[Stored items]
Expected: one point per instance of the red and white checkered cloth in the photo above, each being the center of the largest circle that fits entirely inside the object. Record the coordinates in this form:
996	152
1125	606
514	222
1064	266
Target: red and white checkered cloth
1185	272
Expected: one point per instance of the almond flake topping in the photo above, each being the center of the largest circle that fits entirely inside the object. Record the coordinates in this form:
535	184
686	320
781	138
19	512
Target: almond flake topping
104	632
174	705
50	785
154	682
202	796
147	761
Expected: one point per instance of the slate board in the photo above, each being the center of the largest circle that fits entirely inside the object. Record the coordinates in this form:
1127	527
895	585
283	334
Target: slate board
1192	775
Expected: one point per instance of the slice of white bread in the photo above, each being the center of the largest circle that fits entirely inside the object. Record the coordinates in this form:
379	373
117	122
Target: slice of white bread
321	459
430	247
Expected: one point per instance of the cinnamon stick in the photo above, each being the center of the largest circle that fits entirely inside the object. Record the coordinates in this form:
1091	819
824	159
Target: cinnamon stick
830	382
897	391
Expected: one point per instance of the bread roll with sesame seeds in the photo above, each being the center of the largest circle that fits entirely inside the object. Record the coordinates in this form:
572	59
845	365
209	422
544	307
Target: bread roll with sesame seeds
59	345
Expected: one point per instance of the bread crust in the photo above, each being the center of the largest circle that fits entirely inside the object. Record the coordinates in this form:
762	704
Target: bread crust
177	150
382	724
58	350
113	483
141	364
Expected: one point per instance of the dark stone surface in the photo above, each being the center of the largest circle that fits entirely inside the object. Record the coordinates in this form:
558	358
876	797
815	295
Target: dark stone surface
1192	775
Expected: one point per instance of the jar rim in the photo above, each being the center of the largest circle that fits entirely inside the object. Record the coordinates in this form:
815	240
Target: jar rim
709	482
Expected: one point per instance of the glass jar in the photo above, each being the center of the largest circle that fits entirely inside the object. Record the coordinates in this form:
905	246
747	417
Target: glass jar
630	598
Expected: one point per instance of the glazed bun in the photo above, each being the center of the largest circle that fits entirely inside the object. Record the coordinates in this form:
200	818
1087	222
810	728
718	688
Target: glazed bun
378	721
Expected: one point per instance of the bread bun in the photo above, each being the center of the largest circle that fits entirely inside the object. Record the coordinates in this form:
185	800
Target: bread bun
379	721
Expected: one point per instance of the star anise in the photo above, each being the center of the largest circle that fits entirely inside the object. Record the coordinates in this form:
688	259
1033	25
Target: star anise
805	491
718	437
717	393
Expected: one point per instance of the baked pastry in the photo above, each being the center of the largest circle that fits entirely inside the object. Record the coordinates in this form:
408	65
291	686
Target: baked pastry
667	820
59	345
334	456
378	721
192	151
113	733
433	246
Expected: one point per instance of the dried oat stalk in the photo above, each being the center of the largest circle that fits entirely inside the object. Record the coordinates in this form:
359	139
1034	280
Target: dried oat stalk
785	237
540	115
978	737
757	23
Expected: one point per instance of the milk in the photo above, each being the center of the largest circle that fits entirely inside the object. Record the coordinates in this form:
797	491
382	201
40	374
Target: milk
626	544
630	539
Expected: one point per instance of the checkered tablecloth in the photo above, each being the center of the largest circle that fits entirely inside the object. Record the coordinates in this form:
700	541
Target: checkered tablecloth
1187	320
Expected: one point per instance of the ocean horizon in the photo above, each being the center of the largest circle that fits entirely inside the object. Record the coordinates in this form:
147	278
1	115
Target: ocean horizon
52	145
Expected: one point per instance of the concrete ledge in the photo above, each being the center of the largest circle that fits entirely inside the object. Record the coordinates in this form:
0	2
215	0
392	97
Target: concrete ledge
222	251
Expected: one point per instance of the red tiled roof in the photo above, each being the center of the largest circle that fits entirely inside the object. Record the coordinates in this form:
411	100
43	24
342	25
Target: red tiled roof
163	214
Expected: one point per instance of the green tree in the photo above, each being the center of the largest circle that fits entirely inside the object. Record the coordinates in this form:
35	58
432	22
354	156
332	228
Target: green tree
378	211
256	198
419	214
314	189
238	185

** SHORT TASK **
Repeat only the stretch of lines that begins at the line containing "Expected: one point per instance of the dried" and ends at the last line above, both included.

** OUTPUT **
Expected: one point per instance of the dried oat stalk in the photo above, each being the center of the largest circle that fits entirely inside the object. Record the coordinates in this form:
359	139
1034	280
Target: dried oat stalk
785	237
540	115
978	737
757	23
Expected: one point per instance of the milk in the photo above, each being the center of the largest circle that fits entirely inside the object. Record the coordinates in this form:
797	491
382	201
40	374
Target: milk
626	544
630	539
Expected: one point per instance of the checkered tablecloth in the photo above, each being the center of the largest circle that fits entirely inside the object. Record the coordinates in this form:
700	541
Target: checkered tablecloth
1187	320
Expected: one point per instance of the ocean horizon in the photo above, each being the center of the largest circle that fits entirely inside the object. Record the coordinates in this form:
147	278
1	115
Target: ocean horizon
52	145
Expected: one point per instance of the concrete ledge in the photo above, each being the center of the largest circle that fits entirely inside the object. Record the coordinates in this form:
0	2
215	0
392	97
Target: concrete ledge
222	251
Expected: one point per instance of the red tiled roof in the photo above, each being the center of the largest circle that fits entirely inside the object. Record the coordinates in this form:
411	100
43	24
342	25
Target: red tiled roof
163	214
Expected: one point per instance of the green tree in the photo above, each being the center of the largest circle that fits entirely inside the object. Record the coordinates in this form:
35	58
432	22
354	156
332	228
Target: green tree
378	211
256	198
419	214
314	189
238	185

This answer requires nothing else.